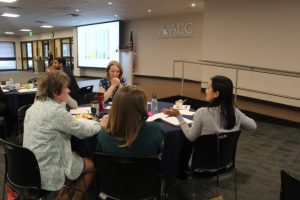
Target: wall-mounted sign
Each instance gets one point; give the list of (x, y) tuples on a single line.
[(184, 29)]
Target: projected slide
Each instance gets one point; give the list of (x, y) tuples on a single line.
[(98, 44)]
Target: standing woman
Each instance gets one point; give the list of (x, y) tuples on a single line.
[(48, 128), (113, 81)]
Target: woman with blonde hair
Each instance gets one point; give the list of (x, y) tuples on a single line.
[(127, 133), (48, 128), (113, 81)]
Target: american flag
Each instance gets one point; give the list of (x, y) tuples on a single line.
[(130, 46)]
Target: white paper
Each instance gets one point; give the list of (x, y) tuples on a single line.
[(80, 110), (27, 90), (171, 120), (182, 107), (89, 122), (187, 112)]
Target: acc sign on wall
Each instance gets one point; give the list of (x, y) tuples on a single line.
[(176, 30)]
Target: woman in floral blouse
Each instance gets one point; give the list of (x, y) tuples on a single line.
[(113, 81)]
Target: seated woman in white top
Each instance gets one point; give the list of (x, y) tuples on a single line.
[(220, 115), (48, 128)]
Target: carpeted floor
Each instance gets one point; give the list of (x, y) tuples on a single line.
[(260, 157)]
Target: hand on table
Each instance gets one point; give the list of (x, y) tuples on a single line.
[(171, 112), (103, 121), (115, 82)]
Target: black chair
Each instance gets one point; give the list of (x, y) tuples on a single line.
[(85, 90), (290, 187), (3, 127), (127, 178), (214, 155), (21, 115), (22, 172), (88, 97)]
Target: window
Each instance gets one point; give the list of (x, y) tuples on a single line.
[(7, 56)]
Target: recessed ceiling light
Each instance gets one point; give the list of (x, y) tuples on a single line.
[(10, 15), (9, 33), (47, 26), (25, 30), (8, 1)]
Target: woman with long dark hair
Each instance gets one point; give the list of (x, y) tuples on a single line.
[(219, 116)]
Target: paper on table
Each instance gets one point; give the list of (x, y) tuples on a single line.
[(27, 90), (187, 112), (80, 110), (182, 107), (166, 118), (174, 120), (89, 122)]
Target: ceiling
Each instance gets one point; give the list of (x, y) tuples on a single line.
[(34, 13)]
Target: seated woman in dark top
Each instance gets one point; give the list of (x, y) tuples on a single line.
[(113, 81), (127, 133)]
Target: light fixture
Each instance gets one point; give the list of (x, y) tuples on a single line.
[(9, 33), (46, 26), (10, 15), (25, 30), (8, 1)]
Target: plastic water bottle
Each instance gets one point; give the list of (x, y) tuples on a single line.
[(154, 104), (11, 84)]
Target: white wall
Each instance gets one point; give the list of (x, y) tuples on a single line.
[(256, 33), (155, 54), (16, 40)]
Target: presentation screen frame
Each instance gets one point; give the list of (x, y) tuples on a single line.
[(98, 44)]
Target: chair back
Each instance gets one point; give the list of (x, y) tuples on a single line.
[(290, 187), (88, 97), (21, 116), (214, 154), (85, 90), (127, 177), (22, 170)]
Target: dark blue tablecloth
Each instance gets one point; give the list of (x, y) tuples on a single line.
[(174, 144)]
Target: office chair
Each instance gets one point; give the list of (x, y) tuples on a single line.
[(127, 178), (214, 155), (22, 172), (290, 187)]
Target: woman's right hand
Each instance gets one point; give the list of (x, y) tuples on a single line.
[(115, 82)]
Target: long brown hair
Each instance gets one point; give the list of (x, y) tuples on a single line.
[(116, 63), (127, 114), (51, 83)]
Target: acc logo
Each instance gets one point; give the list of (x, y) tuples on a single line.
[(176, 30)]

- - - -

» **WHAT THE EXERCISE ASKS**:
Reproduce all of the records above without the pictures, substituting "pairs" for "tuples" wherever it occurs. Leave every other line and word unchanged.

» **ANSWER TO THE TASK**:
Target: wall-mounted sign
Each instance gets one point; give the list of (x, y) pairs on a single line.
[(184, 29)]
Target: projected slide
Each instance gets one point; give the list of (x, y) pairs on a single line.
[(98, 44)]
Target: standing woman
Each instance gets one point; give the list of (x, y) pairs on a single line.
[(48, 128), (113, 81)]
Target: woman with blonde hair
Each instance gets one point; give the list of (x, y) pairs on a single line.
[(127, 133), (48, 128), (113, 81)]
Target: american flag
Each instance gets one point; give the list of (x, y) pairs on a single line.
[(130, 46)]
Target: white paper
Each instance gets one point; give the list of (x, y) pairs on a single line.
[(80, 110), (27, 90), (171, 120), (182, 107), (89, 122), (187, 112)]
Target: acc sign on wall
Each instance gets one point; give the list of (x, y) pairs on a single line.
[(176, 30)]
Target: woman in floral blouse
Each instance gets one point; give the list of (x, y) pairs on a single line.
[(113, 81)]
Target: seated woman in white top
Each instance gets one point; give the list of (x, y) pairs on a single line.
[(220, 115), (48, 128)]
Target: carpeted floor
Each instance gets one point; give the list of (x, y) pairs on a single line.
[(260, 157)]
Target: hand on table
Each instance gets one point; give the list of (x, y) pairs on a single line.
[(171, 112), (103, 121), (115, 82)]
Target: black chair
Each instance gets one point; give the list of (x, y) pairs on a single line.
[(85, 90), (290, 187), (3, 127), (127, 178), (214, 155), (21, 115), (22, 172), (88, 97)]
Target: window
Each instance gets one point; give the list of (x, y) pairs on a single line.
[(7, 56)]
Target: recessed ceiling light
Each instance gets one point; give the list of (x, y) pairs on a single line.
[(10, 15), (9, 33), (47, 26), (25, 30), (8, 1)]
Target: woman with long dark hair
Each instance gets one point; give the list of (x, y) pairs on a single line.
[(219, 116)]
Target: paper on table
Each instance gets one point; give the list of (x, y) pairs on a single line.
[(27, 90), (187, 112), (80, 110), (182, 107), (166, 118), (174, 120), (89, 122)]
Target: ceiling
Each instance gets one point; give the list of (x, y) pairs on a single line.
[(34, 13)]
Target: seated woman in dark top
Each instance gets one point; give the list of (x, y) pairs on a single line.
[(113, 81), (127, 133)]
Target: light fixture
Each instance gets one point; give the list of (x, y) pairs on a single line.
[(9, 33), (46, 26), (10, 15), (25, 30), (8, 1)]
Target: plastic water bottle
Each instance gets one point; give the list of (x, y) pairs on a single line.
[(154, 104), (11, 84)]
Target: white wall
Each instance gets one point; give the list of (x, y) pairs on a single line.
[(256, 33), (155, 54), (16, 40)]
Target: presentation screen frame
Each instance gets one point; give the list of (x, y) pairs on a single line.
[(98, 44)]
Target: chair back
Each instance gets one point; give the list of (x, y) pairs on a single line.
[(290, 187), (88, 97), (21, 116), (214, 154), (85, 90), (127, 177), (22, 170)]
Target: dark blue tablecloth
Each instance gets one point; give the list of (x, y) pairs on a single line.
[(174, 144)]
Target: office chair
Each instance gets one point; give the list of (x, y) pairs on a single line.
[(127, 178), (214, 155), (22, 172), (290, 187)]
Target: woman's right hand
Each instance gets one point; give the list of (x, y) pairs on a single line.
[(115, 82)]
Target: long brown hair
Each instance gets one point; give the list of (x, y) pairs on a single line.
[(116, 63), (127, 114), (51, 83)]
Target: acc logo
Each instance gets one point; give the list of (x, y) pairs on a single line.
[(176, 30)]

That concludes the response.